REQUIREMENT:
Reproduce every line of the material below without changing anything.

INPUT MATERIAL:
▼

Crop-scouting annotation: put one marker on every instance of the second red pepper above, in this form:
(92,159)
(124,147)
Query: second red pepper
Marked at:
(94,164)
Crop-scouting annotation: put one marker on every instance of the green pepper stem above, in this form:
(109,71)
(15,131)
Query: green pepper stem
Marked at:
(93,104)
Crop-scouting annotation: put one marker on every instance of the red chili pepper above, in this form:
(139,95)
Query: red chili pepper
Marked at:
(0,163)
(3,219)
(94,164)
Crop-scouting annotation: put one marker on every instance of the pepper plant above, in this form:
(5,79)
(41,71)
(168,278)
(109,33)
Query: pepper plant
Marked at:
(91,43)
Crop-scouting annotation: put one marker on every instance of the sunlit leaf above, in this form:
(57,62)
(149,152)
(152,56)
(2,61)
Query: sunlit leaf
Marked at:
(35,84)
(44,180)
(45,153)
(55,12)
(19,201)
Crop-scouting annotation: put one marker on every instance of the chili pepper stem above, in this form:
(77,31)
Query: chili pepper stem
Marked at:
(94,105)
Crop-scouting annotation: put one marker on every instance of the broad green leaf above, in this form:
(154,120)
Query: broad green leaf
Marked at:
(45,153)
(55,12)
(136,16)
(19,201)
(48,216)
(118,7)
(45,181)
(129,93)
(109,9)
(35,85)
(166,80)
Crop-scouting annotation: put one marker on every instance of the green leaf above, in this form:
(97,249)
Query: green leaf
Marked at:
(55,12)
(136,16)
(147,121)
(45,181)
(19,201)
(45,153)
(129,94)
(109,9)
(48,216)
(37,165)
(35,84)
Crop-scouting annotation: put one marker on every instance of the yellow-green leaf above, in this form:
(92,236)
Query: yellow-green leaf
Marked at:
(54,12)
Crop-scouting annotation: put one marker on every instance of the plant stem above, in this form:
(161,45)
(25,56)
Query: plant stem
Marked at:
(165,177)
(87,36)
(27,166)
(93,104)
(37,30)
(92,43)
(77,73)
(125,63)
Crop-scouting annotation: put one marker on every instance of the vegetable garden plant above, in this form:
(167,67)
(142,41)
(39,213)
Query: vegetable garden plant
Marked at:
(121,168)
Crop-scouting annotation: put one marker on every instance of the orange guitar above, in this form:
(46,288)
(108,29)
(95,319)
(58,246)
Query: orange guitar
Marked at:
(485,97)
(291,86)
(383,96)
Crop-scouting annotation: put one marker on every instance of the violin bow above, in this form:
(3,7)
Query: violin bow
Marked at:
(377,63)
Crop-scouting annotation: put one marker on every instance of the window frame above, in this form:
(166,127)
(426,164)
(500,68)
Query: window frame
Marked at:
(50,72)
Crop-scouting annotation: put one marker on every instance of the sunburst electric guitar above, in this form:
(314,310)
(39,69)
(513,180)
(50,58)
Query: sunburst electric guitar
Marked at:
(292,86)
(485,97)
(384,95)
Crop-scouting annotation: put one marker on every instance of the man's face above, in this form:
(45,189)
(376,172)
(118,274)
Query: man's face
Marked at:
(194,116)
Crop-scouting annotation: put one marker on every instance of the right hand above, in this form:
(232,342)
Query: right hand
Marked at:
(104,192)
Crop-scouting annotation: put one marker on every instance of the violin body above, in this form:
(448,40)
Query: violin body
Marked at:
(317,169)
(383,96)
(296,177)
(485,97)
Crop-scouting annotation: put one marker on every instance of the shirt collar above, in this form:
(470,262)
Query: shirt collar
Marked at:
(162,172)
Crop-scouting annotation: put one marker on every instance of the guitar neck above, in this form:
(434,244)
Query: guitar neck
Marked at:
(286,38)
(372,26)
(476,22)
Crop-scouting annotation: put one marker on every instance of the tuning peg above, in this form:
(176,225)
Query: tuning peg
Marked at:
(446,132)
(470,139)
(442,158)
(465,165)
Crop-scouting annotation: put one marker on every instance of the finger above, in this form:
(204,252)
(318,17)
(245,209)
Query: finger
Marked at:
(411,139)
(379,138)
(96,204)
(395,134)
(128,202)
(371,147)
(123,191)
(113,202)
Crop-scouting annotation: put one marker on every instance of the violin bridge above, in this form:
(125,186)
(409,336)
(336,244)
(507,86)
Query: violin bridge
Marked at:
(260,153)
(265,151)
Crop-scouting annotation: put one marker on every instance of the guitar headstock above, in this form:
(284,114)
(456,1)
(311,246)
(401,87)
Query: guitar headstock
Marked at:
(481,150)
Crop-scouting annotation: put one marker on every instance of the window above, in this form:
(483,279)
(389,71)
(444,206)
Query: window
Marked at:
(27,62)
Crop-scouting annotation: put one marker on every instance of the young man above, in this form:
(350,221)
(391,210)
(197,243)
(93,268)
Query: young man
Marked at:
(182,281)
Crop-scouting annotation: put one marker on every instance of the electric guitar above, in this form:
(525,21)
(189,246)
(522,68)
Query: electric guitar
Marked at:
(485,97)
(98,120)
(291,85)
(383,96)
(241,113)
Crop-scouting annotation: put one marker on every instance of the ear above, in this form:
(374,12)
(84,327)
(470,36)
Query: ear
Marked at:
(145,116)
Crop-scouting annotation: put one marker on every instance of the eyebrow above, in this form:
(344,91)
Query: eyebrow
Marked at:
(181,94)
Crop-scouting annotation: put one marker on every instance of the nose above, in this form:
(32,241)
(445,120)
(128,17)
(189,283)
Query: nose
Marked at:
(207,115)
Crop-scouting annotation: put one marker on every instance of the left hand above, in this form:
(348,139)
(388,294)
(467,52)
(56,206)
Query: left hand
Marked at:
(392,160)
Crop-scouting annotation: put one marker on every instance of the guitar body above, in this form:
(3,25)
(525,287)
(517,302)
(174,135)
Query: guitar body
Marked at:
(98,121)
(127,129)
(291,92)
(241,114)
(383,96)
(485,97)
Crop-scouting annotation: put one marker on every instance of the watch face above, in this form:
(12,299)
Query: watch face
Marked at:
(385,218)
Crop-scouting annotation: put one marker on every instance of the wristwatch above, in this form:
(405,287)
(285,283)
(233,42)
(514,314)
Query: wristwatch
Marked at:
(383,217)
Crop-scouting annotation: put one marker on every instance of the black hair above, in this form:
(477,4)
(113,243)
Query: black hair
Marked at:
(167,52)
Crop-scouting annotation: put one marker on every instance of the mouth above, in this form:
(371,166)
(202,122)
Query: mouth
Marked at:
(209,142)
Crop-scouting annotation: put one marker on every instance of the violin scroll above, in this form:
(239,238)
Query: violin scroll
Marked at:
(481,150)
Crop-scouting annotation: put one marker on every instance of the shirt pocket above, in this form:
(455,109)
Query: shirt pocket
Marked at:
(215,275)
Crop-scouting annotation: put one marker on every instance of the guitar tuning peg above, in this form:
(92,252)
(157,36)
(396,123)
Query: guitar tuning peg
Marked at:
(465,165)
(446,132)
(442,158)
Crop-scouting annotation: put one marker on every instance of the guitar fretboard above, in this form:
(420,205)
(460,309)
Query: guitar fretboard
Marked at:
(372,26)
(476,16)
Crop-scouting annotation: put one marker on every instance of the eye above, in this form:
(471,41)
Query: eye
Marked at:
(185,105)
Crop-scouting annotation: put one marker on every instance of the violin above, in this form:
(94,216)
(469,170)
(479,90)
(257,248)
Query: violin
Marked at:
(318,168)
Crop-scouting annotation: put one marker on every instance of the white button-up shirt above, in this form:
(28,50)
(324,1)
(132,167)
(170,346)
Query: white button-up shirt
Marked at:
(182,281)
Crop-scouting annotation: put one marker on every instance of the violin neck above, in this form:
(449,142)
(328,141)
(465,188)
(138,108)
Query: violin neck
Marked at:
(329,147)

▲

RESULT FOR THIS TASK:
Crop-scouting annotation: put one marker on every instance of the second red pepper above, in this form:
(92,159)
(124,147)
Query: second red pepper
Marked at:
(94,164)
Crop-scouting annotation: put one marker on every instance of the green pepper stem above, in this form:
(109,71)
(15,131)
Query: green pepper stem
Marked at:
(93,104)
Crop-scouting annotation: put one marker on every instance of the red chili pepper above, in this form:
(139,95)
Query: red chili pepper
Marked at:
(0,163)
(3,219)
(94,164)
Crop-scouting annotation: put one marker on every instance of the pepper plant above, in this form:
(5,79)
(41,71)
(168,278)
(109,33)
Query: pepper plant
Marked at:
(91,43)
Crop-scouting annotation: put one marker on every instance of the sunlit leaf above, in this form:
(57,62)
(149,152)
(152,56)
(2,61)
Query: sunlit leaf
Marked at:
(35,84)
(44,180)
(45,153)
(55,12)
(19,201)
Crop-scouting annotation: put one marker on every instance of the chili pepper stem above, in this form:
(77,31)
Query: chili pepper stem
Marked at:
(94,105)
Crop-scouting annotation: put one marker on every instance of the broad green leaf above, in this form:
(154,120)
Query: broad green leaf
Marked at:
(45,153)
(55,12)
(136,16)
(19,201)
(48,216)
(118,7)
(45,181)
(129,93)
(109,9)
(35,85)
(166,80)
Crop-scouting annotation: put one marker on every instance of the green leaf above, in this form:
(97,249)
Query: green leaf
Marked at:
(55,12)
(136,16)
(147,121)
(45,181)
(19,201)
(45,153)
(129,94)
(109,9)
(48,216)
(37,165)
(35,84)
Crop-scouting annotation: put one marker on every instance of the yellow-green leaf above, in this form:
(92,236)
Query: yellow-green leaf
Marked at:
(54,12)
Crop-scouting annotation: put one marker on every instance of the plant stem above, in this form:
(161,45)
(25,56)
Query: plant stem
Marked at:
(165,177)
(87,36)
(27,166)
(93,104)
(37,30)
(92,43)
(77,73)
(125,63)
Crop-scouting annotation: put one marker on every instance of the vegetable garden plant above, in this form:
(167,67)
(142,41)
(39,213)
Query: vegetable garden plant
Marked at:
(121,168)
Crop-scouting annotation: put one marker on every instance of the orange guitar above, in this form:
(46,288)
(108,29)
(95,319)
(58,246)
Query: orange guitar
Marked at:
(485,97)
(291,86)
(383,96)
Crop-scouting annotation: put one marker on every instance of the violin bow above, in this form:
(3,7)
Query: violin bow
Marked at:
(377,63)
Crop-scouting annotation: put one marker on every instance of the window frame above, in this form:
(166,127)
(426,164)
(500,68)
Query: window frame
Marked at:
(50,72)
Crop-scouting annotation: put one marker on every instance of the sunburst electric guitar above, in this form:
(314,310)
(39,69)
(513,180)
(50,58)
Query: sunburst electric guitar
Marked at:
(292,86)
(485,97)
(384,95)
Crop-scouting annotation: put one marker on every instance of the man's face above, in this form:
(45,189)
(376,172)
(118,274)
Query: man's face
Marked at:
(194,116)
Crop-scouting annotation: put one marker on every instance of the right hand above, in this form:
(232,342)
Query: right hand
Marked at:
(104,192)
Crop-scouting annotation: put one marker on every instance of the violin body above, in this form:
(448,40)
Query: violin body
Marked at:
(317,169)
(383,96)
(296,177)
(485,97)
Crop-scouting annotation: put one marker on every instance of the shirt collar above, in this form:
(470,262)
Query: shirt collar
Marked at:
(162,172)
Crop-scouting annotation: put one marker on every instance of the guitar neck above, in this form:
(434,244)
Query: guitar neck
Marked at:
(286,38)
(372,26)
(476,22)
Crop-scouting annotation: put one marker on every instance of the tuning peg above, in this form:
(176,225)
Query: tuning peg
Marked at:
(446,132)
(470,139)
(442,158)
(465,165)
Crop-scouting annotation: put one marker on every instance of the finger above, in this form:
(204,252)
(318,17)
(245,209)
Query: finger
Marked at:
(411,139)
(379,138)
(96,204)
(395,134)
(128,202)
(371,147)
(123,191)
(113,202)
Crop-scouting annotation: put one marker on every instance of the violin bridge above, in this form:
(125,186)
(409,336)
(336,244)
(507,86)
Query: violin bridge
Marked at:
(260,153)
(265,151)
Crop-scouting annotation: put one marker on every instance of the guitar headstock above, in this form:
(284,114)
(456,1)
(311,246)
(401,87)
Query: guitar headstock
Marked at:
(481,150)
Crop-scouting annotation: put one marker on every instance of the window above, in this form:
(483,279)
(389,71)
(444,206)
Query: window
Marked at:
(27,62)
Crop-scouting annotation: put one marker on every instance of the young man above, in this form:
(350,221)
(391,210)
(197,243)
(93,268)
Query: young man
Marked at:
(182,281)
Crop-scouting annotation: put one marker on every instance of the electric guitar above, in this form:
(525,21)
(189,246)
(522,68)
Query: electric guitar
Marked at:
(485,97)
(98,120)
(291,85)
(383,96)
(241,113)
Crop-scouting annotation: put one marker on every instance of the ear above, in this form:
(374,12)
(84,327)
(470,36)
Query: ear
Marked at:
(145,116)
Crop-scouting annotation: put one marker on every instance of the eyebrow above, in this form:
(344,91)
Query: eyebrow
Marked at:
(181,94)
Crop-scouting annotation: put one marker on every instance of the nose above, in this form:
(32,241)
(445,120)
(128,17)
(189,283)
Query: nose
Marked at:
(207,115)
Crop-scouting annotation: put one marker on every instance of the left hand above, in this form:
(348,139)
(388,294)
(467,52)
(56,206)
Query: left hand
Marked at:
(392,160)
Crop-scouting annotation: put one marker on every instance of the guitar body above, in this form:
(3,25)
(525,287)
(517,302)
(174,135)
Query: guitar body
Marked at:
(98,121)
(127,129)
(291,92)
(241,114)
(383,96)
(485,97)
Crop-scouting annotation: put one marker on every instance of the watch face above, in this form:
(12,299)
Query: watch face
Marked at:
(385,218)
Crop-scouting annotation: put one marker on every instance of the wristwatch above, in this form:
(405,287)
(285,283)
(233,42)
(514,314)
Query: wristwatch
Marked at:
(383,217)
Crop-scouting annotation: put one marker on every instance of the black hair above, in this form:
(477,4)
(113,243)
Query: black hair
Marked at:
(167,52)
Crop-scouting annotation: put one marker on every instance of the mouth above, in this form:
(371,166)
(202,122)
Query: mouth
Marked at:
(209,142)
Crop-scouting annotation: put one marker on every instance of the violin scroll above, in this form:
(239,238)
Query: violin scroll
Marked at:
(481,150)
Crop-scouting annotation: put one marker on every instance of the shirt pocket above, in this form:
(455,109)
Query: shirt pocket
Marked at:
(215,275)
Crop-scouting annotation: put one marker on every instance of the guitar tuning peg above, in this form:
(92,252)
(157,36)
(396,123)
Query: guitar tuning peg
Marked at:
(465,165)
(446,132)
(442,158)
Crop-scouting annotation: put one marker on every instance of the guitar fretboard above, in this form:
(420,205)
(460,309)
Query: guitar fretboard
Marked at:
(372,26)
(476,16)
Crop-scouting annotation: put one marker on every instance of the eye above, in this form:
(471,41)
Query: eye
Marked at:
(185,105)
Crop-scouting annotation: put one marker on every instance of the violin above, in this form:
(94,216)
(469,170)
(479,90)
(257,248)
Query: violin
Marked at:
(318,168)
Crop-scouting annotation: put one marker on every instance of the white button-up shirt above, in this form:
(28,50)
(324,1)
(132,167)
(170,346)
Query: white button-up shirt
Marked at:
(182,281)
Crop-scouting annotation: put one marker on every instance of the violin neck above, in this form:
(449,142)
(328,141)
(465,188)
(138,108)
Query: violin neck
Marked at:
(329,147)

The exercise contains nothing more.